Aim of the exercise
Set down exactly the lines running from the line with "Expected: the pointer indicates a point on the white fabric" to the end of the listing below, both ends included.

Dataset excerpts
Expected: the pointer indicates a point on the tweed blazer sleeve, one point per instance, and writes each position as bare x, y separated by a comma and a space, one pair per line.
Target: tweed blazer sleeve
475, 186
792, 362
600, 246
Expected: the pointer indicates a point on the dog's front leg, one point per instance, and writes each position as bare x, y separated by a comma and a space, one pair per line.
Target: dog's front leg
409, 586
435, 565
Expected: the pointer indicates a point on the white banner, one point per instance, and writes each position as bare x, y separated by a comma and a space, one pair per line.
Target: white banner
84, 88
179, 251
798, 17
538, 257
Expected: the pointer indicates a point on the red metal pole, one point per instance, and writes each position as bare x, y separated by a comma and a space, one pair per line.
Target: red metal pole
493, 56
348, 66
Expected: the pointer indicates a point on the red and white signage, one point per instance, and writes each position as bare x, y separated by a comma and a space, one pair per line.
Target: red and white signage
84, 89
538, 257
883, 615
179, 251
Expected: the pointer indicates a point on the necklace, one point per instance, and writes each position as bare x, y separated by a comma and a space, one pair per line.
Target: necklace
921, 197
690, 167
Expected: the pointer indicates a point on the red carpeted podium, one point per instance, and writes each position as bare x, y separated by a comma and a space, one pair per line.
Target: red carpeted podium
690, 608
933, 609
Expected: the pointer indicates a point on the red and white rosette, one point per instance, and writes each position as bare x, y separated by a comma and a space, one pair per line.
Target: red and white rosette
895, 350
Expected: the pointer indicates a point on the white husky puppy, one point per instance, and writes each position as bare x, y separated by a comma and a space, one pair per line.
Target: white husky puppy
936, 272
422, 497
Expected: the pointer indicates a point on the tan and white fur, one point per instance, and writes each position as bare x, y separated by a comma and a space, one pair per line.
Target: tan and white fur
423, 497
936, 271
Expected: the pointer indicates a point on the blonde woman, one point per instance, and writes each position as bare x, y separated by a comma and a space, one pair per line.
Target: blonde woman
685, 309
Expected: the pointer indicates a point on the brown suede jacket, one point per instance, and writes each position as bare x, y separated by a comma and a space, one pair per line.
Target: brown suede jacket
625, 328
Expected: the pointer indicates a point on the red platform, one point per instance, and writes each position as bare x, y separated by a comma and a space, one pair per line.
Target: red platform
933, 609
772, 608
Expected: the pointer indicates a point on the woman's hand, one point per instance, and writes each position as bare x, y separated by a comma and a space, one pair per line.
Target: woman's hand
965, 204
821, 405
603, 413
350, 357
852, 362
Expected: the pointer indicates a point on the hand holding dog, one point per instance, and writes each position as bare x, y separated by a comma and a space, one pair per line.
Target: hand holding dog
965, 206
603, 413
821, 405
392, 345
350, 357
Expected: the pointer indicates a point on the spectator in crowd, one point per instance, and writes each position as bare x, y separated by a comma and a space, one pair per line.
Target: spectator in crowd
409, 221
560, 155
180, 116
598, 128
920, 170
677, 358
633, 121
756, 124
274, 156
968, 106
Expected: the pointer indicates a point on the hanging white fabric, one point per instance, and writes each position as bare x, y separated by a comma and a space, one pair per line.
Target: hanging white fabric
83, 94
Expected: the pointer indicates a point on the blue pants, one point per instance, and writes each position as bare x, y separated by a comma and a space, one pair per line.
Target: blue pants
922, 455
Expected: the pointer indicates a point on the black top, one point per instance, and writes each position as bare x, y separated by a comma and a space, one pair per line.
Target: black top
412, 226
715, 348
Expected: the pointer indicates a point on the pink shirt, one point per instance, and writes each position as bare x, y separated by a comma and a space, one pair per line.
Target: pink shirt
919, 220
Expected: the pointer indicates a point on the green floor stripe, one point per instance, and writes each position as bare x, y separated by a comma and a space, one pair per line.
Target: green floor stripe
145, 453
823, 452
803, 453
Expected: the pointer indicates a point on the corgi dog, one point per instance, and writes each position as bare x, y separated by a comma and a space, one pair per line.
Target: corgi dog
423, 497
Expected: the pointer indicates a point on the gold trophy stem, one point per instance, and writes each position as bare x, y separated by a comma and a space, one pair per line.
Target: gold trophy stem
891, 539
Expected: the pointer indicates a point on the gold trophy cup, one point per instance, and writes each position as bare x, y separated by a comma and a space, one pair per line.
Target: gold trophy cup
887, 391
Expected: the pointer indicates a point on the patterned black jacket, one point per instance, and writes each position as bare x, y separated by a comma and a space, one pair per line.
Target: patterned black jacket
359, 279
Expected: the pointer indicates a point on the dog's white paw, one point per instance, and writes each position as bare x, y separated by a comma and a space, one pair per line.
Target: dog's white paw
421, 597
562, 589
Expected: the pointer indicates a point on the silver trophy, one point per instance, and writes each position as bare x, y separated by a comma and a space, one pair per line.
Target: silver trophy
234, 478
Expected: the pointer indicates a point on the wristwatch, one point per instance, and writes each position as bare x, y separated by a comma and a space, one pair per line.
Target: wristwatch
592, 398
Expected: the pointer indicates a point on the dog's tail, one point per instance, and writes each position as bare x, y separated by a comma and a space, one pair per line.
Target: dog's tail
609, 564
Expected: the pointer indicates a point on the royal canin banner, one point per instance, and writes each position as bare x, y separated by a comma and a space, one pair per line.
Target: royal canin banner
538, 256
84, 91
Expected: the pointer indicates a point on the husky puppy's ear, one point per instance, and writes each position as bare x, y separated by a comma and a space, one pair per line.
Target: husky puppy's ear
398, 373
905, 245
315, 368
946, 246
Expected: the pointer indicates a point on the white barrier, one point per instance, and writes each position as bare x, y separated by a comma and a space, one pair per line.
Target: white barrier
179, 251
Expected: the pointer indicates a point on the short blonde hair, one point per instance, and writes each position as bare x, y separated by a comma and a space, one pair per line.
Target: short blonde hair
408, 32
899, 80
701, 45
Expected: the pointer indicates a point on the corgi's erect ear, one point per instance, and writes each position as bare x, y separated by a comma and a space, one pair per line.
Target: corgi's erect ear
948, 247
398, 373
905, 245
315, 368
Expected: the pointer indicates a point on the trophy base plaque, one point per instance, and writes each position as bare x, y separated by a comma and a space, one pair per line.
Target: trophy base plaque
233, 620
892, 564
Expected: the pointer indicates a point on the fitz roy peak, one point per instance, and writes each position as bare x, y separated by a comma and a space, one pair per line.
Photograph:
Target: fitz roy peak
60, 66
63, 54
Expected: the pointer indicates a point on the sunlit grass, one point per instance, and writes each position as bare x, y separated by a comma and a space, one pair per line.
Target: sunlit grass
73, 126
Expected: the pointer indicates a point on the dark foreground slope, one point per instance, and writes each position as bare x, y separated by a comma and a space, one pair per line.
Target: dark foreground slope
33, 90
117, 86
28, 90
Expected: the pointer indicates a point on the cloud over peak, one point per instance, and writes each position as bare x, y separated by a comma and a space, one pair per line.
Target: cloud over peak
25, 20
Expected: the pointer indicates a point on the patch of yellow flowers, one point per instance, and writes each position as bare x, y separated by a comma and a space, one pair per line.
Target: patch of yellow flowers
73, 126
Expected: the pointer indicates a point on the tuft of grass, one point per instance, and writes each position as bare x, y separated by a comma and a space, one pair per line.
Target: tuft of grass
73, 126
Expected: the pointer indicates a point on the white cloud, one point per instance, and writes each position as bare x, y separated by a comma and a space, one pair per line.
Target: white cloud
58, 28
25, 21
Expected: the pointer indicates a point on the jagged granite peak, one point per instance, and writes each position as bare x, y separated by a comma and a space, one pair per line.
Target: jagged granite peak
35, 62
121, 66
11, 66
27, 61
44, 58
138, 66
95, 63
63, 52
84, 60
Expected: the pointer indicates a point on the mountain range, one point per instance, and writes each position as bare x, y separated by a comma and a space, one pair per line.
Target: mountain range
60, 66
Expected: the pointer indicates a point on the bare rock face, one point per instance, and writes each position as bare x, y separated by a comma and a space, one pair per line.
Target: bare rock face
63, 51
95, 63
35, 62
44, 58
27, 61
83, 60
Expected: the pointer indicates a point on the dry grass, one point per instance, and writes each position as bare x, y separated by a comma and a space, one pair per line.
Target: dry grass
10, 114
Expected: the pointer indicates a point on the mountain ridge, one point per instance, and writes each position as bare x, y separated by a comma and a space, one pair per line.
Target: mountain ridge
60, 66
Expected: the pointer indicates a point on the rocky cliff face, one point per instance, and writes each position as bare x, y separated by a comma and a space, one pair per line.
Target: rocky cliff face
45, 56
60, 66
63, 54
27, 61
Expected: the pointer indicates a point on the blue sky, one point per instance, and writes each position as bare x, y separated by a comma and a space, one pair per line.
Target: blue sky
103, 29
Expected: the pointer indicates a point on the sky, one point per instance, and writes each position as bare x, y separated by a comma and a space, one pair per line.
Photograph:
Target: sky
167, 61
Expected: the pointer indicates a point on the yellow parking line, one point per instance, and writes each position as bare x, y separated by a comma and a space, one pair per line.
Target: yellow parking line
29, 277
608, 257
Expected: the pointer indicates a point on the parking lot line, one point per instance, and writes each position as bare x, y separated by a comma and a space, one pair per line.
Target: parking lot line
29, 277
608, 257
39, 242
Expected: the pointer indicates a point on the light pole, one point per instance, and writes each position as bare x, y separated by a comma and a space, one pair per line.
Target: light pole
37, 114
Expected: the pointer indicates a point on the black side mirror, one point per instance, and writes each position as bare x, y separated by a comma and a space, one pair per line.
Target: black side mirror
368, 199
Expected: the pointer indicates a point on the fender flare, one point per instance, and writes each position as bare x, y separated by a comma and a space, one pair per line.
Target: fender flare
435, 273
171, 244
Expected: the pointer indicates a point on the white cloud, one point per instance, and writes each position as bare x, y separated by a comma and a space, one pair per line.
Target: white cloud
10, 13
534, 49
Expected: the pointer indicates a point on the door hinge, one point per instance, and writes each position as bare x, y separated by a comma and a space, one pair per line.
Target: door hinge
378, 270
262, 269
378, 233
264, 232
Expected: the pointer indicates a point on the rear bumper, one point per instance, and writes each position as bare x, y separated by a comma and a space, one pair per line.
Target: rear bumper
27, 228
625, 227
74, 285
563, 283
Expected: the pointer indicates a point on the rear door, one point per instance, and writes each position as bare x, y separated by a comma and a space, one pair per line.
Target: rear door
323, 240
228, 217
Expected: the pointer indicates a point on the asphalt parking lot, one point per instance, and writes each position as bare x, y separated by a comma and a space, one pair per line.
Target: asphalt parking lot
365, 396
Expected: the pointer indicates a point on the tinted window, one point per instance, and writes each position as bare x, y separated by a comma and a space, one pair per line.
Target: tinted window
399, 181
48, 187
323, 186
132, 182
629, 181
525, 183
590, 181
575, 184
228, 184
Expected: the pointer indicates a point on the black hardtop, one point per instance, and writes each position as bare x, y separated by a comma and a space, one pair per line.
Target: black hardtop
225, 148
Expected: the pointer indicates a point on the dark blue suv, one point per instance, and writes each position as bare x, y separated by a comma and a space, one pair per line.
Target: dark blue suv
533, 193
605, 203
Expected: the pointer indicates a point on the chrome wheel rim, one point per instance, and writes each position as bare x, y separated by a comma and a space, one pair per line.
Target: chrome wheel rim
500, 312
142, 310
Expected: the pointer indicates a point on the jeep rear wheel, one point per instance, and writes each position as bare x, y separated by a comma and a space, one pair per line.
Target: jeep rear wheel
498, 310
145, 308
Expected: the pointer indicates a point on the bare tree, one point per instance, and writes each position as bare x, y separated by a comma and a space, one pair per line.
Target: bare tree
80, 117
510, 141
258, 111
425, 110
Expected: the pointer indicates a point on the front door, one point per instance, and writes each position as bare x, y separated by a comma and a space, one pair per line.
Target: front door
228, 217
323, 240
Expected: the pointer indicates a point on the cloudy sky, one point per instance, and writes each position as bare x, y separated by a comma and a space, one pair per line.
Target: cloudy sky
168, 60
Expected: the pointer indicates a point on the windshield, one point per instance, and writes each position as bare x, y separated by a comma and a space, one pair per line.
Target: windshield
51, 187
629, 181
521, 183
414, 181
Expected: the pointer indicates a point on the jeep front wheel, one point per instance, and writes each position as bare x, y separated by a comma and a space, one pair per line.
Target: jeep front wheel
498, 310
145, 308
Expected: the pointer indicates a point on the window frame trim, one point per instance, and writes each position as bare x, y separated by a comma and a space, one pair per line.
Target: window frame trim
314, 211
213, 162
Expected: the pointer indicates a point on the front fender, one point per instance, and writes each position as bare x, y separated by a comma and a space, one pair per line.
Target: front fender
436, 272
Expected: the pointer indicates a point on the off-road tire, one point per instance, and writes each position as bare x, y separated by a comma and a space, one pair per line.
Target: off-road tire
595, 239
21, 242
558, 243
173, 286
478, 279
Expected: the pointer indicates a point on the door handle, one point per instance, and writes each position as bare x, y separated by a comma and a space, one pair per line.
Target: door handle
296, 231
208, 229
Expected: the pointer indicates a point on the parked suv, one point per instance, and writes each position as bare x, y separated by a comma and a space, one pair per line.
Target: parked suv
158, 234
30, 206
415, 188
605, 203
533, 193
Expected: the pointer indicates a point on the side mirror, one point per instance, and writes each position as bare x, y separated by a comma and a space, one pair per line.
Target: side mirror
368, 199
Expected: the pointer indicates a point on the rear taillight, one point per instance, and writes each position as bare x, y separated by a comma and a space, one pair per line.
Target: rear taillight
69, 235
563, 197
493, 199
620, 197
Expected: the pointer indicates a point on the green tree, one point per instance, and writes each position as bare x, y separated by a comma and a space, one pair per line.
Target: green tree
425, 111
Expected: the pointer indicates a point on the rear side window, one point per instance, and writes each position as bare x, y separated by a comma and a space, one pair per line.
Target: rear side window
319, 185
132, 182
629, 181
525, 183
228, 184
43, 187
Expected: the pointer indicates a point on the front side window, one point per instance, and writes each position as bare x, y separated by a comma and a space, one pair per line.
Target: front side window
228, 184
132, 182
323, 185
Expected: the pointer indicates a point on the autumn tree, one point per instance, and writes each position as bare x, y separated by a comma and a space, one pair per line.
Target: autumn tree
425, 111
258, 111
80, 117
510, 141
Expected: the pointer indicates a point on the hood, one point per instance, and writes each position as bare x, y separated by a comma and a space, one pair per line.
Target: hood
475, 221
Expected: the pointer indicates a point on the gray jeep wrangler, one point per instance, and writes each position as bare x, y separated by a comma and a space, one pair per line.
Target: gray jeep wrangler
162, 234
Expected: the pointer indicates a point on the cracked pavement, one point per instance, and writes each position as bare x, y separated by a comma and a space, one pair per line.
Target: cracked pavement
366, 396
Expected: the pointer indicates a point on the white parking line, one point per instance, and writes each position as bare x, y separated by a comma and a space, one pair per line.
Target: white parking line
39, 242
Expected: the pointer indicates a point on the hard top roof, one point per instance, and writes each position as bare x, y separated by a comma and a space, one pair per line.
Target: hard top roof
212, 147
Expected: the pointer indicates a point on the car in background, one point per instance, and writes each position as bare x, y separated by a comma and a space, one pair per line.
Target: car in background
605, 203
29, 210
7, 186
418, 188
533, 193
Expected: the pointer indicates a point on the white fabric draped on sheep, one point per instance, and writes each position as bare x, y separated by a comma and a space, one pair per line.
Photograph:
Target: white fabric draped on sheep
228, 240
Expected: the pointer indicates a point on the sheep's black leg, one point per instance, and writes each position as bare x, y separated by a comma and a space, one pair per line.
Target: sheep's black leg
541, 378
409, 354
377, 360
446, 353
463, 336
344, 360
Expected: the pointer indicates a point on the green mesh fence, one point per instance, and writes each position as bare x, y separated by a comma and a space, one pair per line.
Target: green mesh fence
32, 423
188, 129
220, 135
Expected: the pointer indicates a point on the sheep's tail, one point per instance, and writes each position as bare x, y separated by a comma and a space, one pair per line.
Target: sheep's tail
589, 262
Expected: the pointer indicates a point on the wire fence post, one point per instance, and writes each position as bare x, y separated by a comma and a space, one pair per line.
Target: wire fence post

Written response
Expected: the pointer indicates a point on the white fabric draped on sheep, one point per instance, and writes each position as bare x, y separated by a comma and a space, one pair per line.
Photograph:
Target: white fabric draped on sheep
228, 240
Expected: the pointer indicates a point on the sheep's black leg, one point per instance, and writes each position as bare x, y separated by a comma and a space, one pair per line.
Target: sheep's black leg
541, 378
409, 354
377, 360
446, 353
463, 336
344, 360
Expected: the pointer indicates a point on the green mesh fence, one point per instance, and writes each position as bare x, y separated by a comma and a space, one pair per line.
Target: green mesh fence
32, 423
188, 129
220, 135
Expected: the pointer indicates a point on the sheep's tail, one point per instance, and writes each position as bare x, y separated by a comma and a space, one pair per line.
Target: sheep's tail
589, 262
Expected: the pointer indicates a point on the wire fence post, one point per instance, and writes each position as bare x, y separated by a comma and a space, one pair per line.
Target: wire fence post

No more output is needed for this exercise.